Collected data

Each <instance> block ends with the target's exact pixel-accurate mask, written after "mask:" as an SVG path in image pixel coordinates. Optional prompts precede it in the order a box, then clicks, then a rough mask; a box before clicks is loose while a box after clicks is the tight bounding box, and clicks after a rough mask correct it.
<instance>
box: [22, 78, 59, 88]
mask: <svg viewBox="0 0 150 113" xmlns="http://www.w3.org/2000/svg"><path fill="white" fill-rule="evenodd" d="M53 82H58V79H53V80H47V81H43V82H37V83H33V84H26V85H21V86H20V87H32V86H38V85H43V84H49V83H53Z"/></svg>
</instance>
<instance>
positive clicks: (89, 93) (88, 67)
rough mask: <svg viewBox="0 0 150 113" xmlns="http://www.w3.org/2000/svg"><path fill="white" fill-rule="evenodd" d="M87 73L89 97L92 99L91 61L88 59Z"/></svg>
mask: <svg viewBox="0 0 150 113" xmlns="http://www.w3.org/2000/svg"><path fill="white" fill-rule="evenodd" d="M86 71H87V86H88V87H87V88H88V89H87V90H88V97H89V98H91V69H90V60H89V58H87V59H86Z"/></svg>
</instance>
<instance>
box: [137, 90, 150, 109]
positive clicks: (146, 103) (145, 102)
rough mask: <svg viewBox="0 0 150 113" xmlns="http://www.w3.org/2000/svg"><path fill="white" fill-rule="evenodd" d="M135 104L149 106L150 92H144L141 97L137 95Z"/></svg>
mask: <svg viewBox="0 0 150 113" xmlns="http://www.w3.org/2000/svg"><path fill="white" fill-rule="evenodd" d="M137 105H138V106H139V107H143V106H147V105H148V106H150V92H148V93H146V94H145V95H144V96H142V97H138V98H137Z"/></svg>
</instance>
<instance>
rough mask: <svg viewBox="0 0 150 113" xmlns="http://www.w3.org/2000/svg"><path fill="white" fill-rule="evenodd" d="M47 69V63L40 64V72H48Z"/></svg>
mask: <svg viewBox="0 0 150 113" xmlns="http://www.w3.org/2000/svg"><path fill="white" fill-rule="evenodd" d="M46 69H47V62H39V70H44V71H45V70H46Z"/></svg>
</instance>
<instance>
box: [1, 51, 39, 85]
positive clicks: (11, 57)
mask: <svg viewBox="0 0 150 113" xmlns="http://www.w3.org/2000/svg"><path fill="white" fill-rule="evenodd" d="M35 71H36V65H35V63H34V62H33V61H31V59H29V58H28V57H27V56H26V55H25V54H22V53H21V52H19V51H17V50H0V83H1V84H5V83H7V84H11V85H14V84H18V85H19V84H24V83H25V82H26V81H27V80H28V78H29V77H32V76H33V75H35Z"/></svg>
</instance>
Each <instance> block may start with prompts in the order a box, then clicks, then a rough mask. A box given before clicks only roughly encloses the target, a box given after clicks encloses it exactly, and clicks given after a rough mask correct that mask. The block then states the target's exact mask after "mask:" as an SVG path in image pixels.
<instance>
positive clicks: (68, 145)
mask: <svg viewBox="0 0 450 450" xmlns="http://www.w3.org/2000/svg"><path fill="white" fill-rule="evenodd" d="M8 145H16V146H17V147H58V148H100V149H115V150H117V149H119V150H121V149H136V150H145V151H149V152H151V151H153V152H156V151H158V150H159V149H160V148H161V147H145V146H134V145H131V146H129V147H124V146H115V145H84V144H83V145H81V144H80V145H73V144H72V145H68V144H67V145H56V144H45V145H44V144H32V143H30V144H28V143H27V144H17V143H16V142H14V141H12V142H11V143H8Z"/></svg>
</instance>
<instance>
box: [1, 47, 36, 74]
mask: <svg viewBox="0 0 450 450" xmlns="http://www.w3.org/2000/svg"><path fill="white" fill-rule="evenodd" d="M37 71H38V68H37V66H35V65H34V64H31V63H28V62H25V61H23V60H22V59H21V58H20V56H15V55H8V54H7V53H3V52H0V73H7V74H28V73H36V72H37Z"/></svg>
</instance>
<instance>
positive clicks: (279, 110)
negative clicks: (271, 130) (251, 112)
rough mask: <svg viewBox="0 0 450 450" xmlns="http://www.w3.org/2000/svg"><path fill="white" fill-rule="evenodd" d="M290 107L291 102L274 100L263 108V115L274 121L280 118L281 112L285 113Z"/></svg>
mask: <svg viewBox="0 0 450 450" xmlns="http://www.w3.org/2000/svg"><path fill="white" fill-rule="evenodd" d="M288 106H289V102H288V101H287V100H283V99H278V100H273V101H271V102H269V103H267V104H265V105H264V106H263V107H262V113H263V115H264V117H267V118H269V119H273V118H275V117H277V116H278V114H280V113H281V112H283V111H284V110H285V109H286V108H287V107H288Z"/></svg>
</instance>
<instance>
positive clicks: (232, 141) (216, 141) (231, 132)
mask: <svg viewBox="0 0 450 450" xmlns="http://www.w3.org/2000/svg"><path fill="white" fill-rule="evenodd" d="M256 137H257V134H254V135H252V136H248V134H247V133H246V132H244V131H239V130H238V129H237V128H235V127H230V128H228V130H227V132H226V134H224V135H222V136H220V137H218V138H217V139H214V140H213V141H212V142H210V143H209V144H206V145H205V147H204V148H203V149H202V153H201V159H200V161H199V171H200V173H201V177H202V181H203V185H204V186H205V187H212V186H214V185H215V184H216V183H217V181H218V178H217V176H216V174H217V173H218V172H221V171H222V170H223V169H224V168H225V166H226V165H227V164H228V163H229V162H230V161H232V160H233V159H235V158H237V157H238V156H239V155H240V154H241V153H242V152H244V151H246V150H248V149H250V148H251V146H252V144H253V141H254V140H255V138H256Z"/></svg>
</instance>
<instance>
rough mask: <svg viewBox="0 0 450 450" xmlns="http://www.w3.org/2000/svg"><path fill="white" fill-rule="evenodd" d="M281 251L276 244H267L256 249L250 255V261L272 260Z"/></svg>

→ Work to be completed
Edit the records above so that every occurrence of "rough mask" reads "coarse mask". Leave every other character unchanged.

→ Your response
Each <instance> block ends with the target's exact pixel-accurate mask, written after "mask:" as an SVG path in image pixel coordinates. Optional prompts precede it in the order a box, then clicks, then a coarse mask; a box before clicks is loose while a box after clicks is the tight bounding box, and clicks after a coarse mask correct it.
<instance>
box: [22, 78, 59, 88]
mask: <svg viewBox="0 0 150 113" xmlns="http://www.w3.org/2000/svg"><path fill="white" fill-rule="evenodd" d="M53 82H58V79H53V80H47V81H43V82H37V83H33V84H26V85H21V86H20V87H32V86H38V85H43V84H49V83H53Z"/></svg>
</instance>
<instance>
positive clicks: (89, 93) (88, 67)
coarse mask: <svg viewBox="0 0 150 113" xmlns="http://www.w3.org/2000/svg"><path fill="white" fill-rule="evenodd" d="M87 73L89 97L92 99L91 61L88 59Z"/></svg>
mask: <svg viewBox="0 0 150 113" xmlns="http://www.w3.org/2000/svg"><path fill="white" fill-rule="evenodd" d="M86 71H87V86H88V87H87V88H88V89H87V90H88V97H89V98H91V69H90V60H89V58H87V59H86Z"/></svg>
</instance>
<instance>
box: [137, 90, 150, 109]
positive clicks: (146, 103) (145, 102)
coarse mask: <svg viewBox="0 0 150 113" xmlns="http://www.w3.org/2000/svg"><path fill="white" fill-rule="evenodd" d="M135 104L149 106L150 92H144L141 97L137 95Z"/></svg>
mask: <svg viewBox="0 0 150 113" xmlns="http://www.w3.org/2000/svg"><path fill="white" fill-rule="evenodd" d="M137 105H138V106H139V107H143V106H147V105H148V106H150V92H148V93H146V94H145V95H144V96H142V97H138V98H137Z"/></svg>
</instance>
<instance>
coarse mask: <svg viewBox="0 0 150 113" xmlns="http://www.w3.org/2000/svg"><path fill="white" fill-rule="evenodd" d="M47 69V63L40 64V72H48Z"/></svg>
mask: <svg viewBox="0 0 150 113" xmlns="http://www.w3.org/2000/svg"><path fill="white" fill-rule="evenodd" d="M46 69H47V62H39V70H44V71H45V70H46Z"/></svg>
</instance>
<instance>
box: [1, 51, 39, 85]
positive clicks: (11, 57)
mask: <svg viewBox="0 0 150 113" xmlns="http://www.w3.org/2000/svg"><path fill="white" fill-rule="evenodd" d="M35 71H36V65H35V63H34V62H33V61H31V59H29V58H28V57H27V56H26V55H25V54H22V53H21V52H19V51H17V50H0V83H1V84H5V83H7V84H11V85H14V84H18V85H19V84H24V83H25V82H26V81H27V80H28V78H29V77H32V76H33V75H35Z"/></svg>
</instance>
Each <instance> block may start with prompts in the order a box, then clicks, then a coarse mask. A box given before clicks only roughly encloses the target, a box given after clicks encloses it exactly, and clicks given after a coarse mask correct that mask. The block then states the target's exact mask after "mask:" as an SVG path in image pixels.
<instance>
positive clicks: (68, 145)
mask: <svg viewBox="0 0 450 450" xmlns="http://www.w3.org/2000/svg"><path fill="white" fill-rule="evenodd" d="M8 145H16V146H17V147H58V148H100V149H115V150H117V149H119V150H121V149H136V150H145V151H149V152H151V151H153V152H156V151H158V150H159V149H160V148H161V147H145V146H134V145H131V146H129V147H124V146H115V145H84V144H83V145H81V144H80V145H73V144H72V145H68V144H67V145H56V144H45V145H44V144H32V143H30V144H28V143H27V144H17V143H16V142H14V141H12V142H11V143H8Z"/></svg>
</instance>
<instance>
box: [1, 47, 36, 74]
mask: <svg viewBox="0 0 450 450" xmlns="http://www.w3.org/2000/svg"><path fill="white" fill-rule="evenodd" d="M37 71H38V68H37V66H35V65H34V64H31V63H28V62H25V61H23V60H22V59H21V58H20V56H15V55H8V54H7V53H3V52H0V73H7V74H28V73H36V72H37Z"/></svg>
</instance>
<instance>
positive clicks: (279, 110)
negative clicks: (271, 130) (251, 112)
coarse mask: <svg viewBox="0 0 450 450" xmlns="http://www.w3.org/2000/svg"><path fill="white" fill-rule="evenodd" d="M290 107L291 102L274 100L263 108V115L274 121L280 118L281 112L285 113Z"/></svg>
mask: <svg viewBox="0 0 450 450" xmlns="http://www.w3.org/2000/svg"><path fill="white" fill-rule="evenodd" d="M288 106H289V102H288V101H287V100H283V99H278V100H273V101H271V102H269V103H267V104H265V105H264V106H263V107H262V113H263V115H264V117H267V118H269V119H273V118H275V117H277V116H278V114H280V113H281V112H283V111H284V110H285V109H286V108H287V107H288Z"/></svg>
</instance>
<instance>
positive clicks: (232, 141) (216, 141) (231, 132)
mask: <svg viewBox="0 0 450 450" xmlns="http://www.w3.org/2000/svg"><path fill="white" fill-rule="evenodd" d="M256 137H257V134H254V135H252V136H248V134H247V133H246V132H244V131H239V130H238V129H237V128H235V127H230V128H228V130H227V132H226V134H224V135H222V136H220V137H218V138H217V139H214V140H213V141H212V142H210V143H209V144H206V145H205V147H204V148H203V149H202V153H201V159H200V161H199V171H200V173H201V177H202V181H203V185H204V186H205V187H212V186H214V185H215V184H216V183H217V181H218V178H217V176H216V174H217V173H218V172H221V171H222V170H223V169H224V168H225V166H226V165H227V164H228V163H229V162H230V161H232V160H233V159H235V158H237V157H238V156H239V155H240V154H241V153H242V152H244V151H246V150H248V149H250V148H251V146H252V144H253V141H254V140H255V138H256Z"/></svg>
</instance>
<instance>
coarse mask: <svg viewBox="0 0 450 450" xmlns="http://www.w3.org/2000/svg"><path fill="white" fill-rule="evenodd" d="M281 251L276 244H267L256 249L250 255V261L272 260Z"/></svg>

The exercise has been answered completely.